## CHALLENGE
Count how many lines of the records below contain the string "leaf". Give only the number.

## MATERIAL PROVIDED
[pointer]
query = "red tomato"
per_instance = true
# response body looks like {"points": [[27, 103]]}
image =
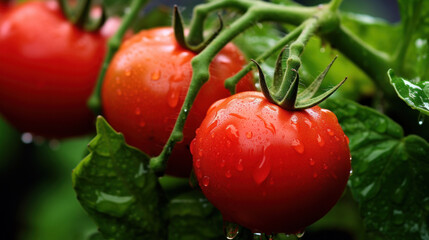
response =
{"points": [[48, 69], [269, 169], [146, 84]]}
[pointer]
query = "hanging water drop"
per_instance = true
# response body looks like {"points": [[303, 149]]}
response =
{"points": [[27, 138], [298, 146], [156, 75], [421, 119], [239, 165], [230, 230], [206, 181], [300, 234]]}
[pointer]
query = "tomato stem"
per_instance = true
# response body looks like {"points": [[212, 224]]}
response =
{"points": [[94, 101]]}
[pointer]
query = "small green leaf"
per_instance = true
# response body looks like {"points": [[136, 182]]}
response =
{"points": [[193, 217], [390, 179], [118, 190], [416, 95]]}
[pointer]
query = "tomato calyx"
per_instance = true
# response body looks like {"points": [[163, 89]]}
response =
{"points": [[81, 17], [292, 100], [179, 33]]}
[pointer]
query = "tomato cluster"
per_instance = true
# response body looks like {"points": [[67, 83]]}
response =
{"points": [[146, 84], [269, 169], [48, 69]]}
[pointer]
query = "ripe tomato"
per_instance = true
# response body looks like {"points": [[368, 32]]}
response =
{"points": [[146, 84], [48, 68], [269, 169]]}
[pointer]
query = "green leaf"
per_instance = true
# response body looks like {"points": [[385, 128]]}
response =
{"points": [[390, 178], [193, 217], [416, 95], [116, 187]]}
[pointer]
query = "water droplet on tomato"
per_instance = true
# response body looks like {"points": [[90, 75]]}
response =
{"points": [[267, 125], [173, 97], [231, 132], [27, 138], [228, 173], [222, 163], [298, 146], [325, 166], [230, 230], [206, 181], [263, 170], [320, 140], [300, 234], [156, 75], [308, 122], [240, 166], [198, 163]]}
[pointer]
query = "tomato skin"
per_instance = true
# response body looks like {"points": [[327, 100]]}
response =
{"points": [[48, 68], [145, 87], [269, 169]]}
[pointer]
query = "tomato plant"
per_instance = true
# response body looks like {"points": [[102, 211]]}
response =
{"points": [[382, 108], [152, 71], [47, 78], [269, 169]]}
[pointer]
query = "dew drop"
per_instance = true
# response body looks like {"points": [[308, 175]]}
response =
{"points": [[262, 171], [222, 163], [206, 181], [298, 146], [421, 119], [300, 234], [173, 97], [27, 138], [230, 230], [156, 75], [320, 140], [325, 167], [228, 173], [240, 166], [232, 132]]}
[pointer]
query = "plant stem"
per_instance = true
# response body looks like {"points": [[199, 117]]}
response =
{"points": [[375, 63], [294, 61], [232, 81], [94, 101]]}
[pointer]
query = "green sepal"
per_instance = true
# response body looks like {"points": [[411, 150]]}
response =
{"points": [[308, 103], [289, 101], [179, 33], [314, 86], [263, 83]]}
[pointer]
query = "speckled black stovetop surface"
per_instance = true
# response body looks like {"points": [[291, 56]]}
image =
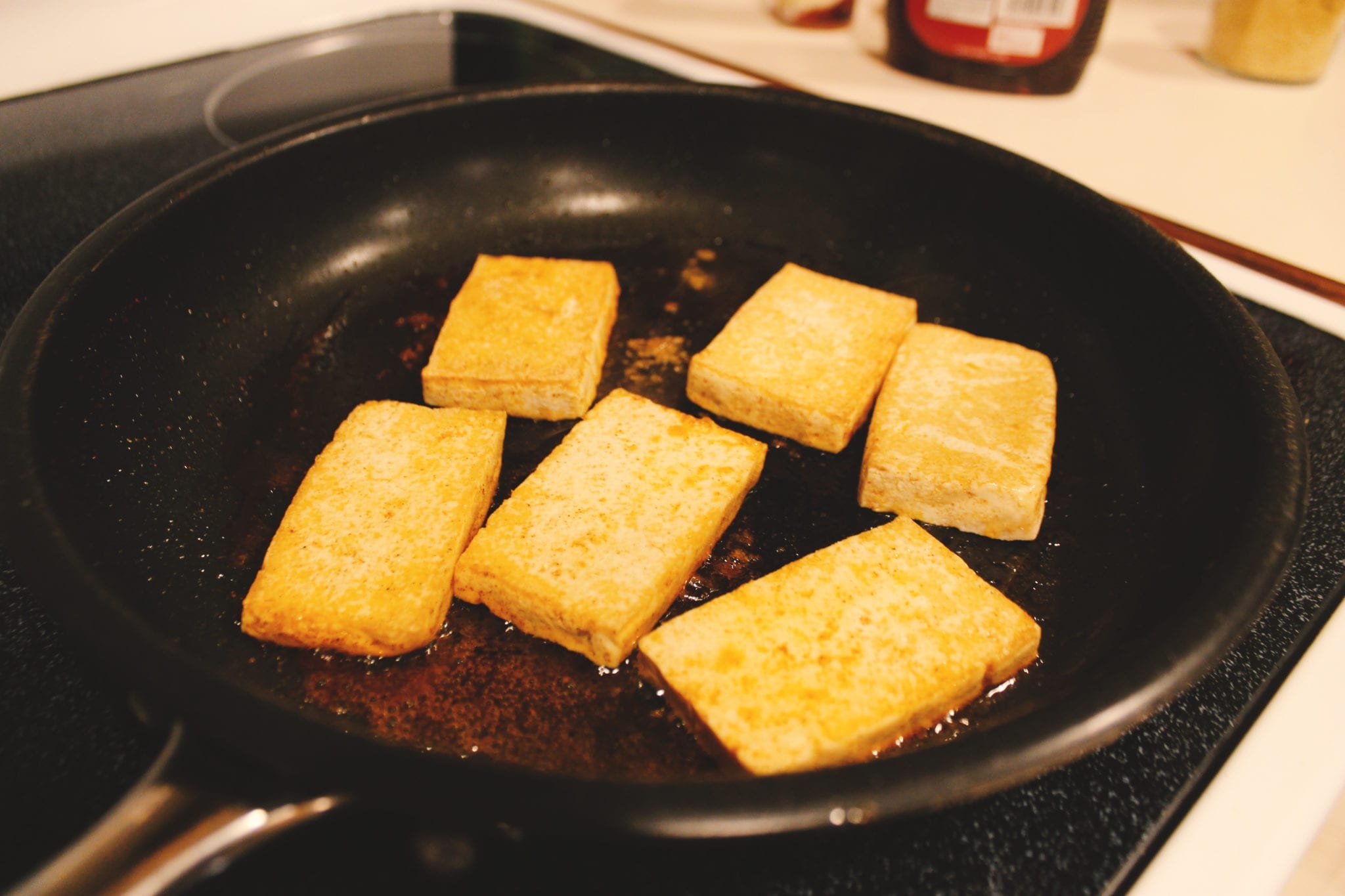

## OUTPUT FOR THIS EXERCISE
2